◆ Exercise objective
Find every line in the material below that contains the string "mesh", and copy each of those lines.

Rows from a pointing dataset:
=======

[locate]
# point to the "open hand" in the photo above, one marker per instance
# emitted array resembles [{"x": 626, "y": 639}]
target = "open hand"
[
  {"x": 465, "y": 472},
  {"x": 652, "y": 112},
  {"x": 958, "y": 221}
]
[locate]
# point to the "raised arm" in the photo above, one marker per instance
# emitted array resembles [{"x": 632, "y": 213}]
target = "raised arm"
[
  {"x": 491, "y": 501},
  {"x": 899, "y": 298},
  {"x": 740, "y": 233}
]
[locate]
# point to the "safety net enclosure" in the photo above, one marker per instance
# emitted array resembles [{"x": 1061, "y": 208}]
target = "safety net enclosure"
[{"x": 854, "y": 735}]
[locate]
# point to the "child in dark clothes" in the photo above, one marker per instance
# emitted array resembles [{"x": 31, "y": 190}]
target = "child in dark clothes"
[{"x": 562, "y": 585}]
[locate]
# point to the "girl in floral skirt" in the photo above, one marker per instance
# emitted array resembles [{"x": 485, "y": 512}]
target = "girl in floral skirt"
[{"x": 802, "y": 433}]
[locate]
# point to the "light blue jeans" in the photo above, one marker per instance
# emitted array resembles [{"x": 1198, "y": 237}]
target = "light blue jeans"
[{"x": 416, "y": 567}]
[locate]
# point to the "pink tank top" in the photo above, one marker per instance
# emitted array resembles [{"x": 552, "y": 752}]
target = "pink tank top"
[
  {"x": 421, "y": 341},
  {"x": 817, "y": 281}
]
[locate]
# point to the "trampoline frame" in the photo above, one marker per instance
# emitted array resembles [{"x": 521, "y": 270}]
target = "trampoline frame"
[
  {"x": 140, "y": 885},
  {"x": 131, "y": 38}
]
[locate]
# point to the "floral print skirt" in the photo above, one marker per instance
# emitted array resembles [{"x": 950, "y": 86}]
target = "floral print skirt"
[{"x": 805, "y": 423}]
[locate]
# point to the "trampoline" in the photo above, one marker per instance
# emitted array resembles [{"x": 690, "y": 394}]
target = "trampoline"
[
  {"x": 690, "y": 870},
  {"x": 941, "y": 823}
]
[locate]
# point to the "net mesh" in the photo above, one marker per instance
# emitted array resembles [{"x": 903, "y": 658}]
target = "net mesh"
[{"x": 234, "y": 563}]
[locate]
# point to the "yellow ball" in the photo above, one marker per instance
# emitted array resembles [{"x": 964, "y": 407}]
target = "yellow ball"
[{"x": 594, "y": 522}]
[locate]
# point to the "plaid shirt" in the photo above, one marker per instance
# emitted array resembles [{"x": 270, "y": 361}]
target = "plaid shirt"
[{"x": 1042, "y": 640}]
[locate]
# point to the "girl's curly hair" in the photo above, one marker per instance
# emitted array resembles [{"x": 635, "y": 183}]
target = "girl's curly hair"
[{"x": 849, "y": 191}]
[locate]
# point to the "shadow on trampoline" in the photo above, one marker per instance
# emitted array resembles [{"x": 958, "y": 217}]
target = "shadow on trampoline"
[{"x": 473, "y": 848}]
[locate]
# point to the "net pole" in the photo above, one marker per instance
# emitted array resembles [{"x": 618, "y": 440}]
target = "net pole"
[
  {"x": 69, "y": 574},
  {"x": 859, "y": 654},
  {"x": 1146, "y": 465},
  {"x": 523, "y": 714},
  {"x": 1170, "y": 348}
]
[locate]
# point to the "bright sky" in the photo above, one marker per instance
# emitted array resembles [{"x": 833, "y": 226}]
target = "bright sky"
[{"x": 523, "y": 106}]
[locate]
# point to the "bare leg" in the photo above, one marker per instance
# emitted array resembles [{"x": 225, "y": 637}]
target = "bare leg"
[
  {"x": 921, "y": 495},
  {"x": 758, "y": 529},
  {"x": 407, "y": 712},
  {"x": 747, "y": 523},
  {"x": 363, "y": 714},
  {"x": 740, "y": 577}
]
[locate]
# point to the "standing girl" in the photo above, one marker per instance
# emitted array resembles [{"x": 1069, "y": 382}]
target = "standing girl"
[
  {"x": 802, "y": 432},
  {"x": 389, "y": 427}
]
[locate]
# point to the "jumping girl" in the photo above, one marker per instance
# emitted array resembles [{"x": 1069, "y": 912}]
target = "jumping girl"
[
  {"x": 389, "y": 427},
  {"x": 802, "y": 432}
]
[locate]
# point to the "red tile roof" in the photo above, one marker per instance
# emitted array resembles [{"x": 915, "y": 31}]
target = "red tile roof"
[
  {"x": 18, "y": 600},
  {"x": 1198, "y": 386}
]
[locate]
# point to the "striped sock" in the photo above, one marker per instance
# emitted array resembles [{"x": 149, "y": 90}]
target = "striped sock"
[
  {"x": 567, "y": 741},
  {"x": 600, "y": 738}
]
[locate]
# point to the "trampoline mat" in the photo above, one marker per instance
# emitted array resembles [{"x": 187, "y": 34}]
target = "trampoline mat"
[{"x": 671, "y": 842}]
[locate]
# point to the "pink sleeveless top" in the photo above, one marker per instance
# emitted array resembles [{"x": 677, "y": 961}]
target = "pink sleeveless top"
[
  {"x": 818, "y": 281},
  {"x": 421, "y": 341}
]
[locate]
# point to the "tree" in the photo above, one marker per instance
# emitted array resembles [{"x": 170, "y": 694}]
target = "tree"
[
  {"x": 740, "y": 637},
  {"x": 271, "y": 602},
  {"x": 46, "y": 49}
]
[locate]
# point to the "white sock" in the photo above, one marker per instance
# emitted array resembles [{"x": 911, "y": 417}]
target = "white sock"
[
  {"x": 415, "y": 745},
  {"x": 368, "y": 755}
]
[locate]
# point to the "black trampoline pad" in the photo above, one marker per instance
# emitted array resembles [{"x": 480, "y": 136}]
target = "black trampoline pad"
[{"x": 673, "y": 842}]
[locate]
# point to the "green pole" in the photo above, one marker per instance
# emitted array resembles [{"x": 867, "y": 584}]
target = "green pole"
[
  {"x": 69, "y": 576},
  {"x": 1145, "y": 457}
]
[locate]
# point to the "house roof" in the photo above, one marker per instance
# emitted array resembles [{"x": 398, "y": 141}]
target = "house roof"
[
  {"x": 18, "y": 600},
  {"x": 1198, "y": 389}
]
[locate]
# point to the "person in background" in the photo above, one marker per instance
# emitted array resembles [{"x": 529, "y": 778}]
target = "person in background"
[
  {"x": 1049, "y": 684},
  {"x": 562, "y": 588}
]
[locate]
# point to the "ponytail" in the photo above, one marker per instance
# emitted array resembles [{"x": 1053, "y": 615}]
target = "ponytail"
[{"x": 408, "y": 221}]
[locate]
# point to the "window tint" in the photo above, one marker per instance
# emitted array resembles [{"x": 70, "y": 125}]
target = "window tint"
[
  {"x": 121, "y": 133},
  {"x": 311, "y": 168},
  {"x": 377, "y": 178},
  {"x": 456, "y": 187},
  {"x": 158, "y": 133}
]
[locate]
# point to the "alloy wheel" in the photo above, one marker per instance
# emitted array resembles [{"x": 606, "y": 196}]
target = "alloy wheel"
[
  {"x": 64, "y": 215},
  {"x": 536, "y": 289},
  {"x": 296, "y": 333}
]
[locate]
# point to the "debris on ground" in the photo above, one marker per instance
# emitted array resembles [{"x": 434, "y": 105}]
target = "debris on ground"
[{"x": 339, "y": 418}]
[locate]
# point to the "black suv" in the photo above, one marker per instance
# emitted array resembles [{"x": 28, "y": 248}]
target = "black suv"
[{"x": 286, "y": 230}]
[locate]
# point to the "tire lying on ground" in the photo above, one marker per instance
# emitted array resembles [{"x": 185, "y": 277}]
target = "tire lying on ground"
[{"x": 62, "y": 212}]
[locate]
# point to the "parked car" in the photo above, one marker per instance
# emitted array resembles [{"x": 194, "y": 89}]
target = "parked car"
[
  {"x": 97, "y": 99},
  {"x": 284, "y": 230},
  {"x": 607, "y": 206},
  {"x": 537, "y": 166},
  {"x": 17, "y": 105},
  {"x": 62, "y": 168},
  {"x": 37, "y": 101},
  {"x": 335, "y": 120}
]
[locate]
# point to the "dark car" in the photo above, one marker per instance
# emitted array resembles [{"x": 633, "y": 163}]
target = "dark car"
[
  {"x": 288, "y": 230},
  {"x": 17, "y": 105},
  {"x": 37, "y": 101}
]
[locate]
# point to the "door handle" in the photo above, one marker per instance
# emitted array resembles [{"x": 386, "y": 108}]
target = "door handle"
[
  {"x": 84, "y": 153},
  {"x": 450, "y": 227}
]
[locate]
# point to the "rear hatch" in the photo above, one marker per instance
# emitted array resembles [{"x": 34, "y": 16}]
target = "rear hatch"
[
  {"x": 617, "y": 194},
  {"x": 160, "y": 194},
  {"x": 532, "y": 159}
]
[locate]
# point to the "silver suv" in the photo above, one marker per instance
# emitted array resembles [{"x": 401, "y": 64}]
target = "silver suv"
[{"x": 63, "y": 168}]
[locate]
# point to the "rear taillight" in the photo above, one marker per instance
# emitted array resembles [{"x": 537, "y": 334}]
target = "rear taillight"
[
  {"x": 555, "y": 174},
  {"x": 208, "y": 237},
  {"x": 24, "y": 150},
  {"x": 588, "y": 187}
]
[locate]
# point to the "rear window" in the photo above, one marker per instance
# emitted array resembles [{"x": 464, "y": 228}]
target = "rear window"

=======

◆ Exercise response
# point to the "net mesh" in the photo above, one marker per instance
target = "net mesh"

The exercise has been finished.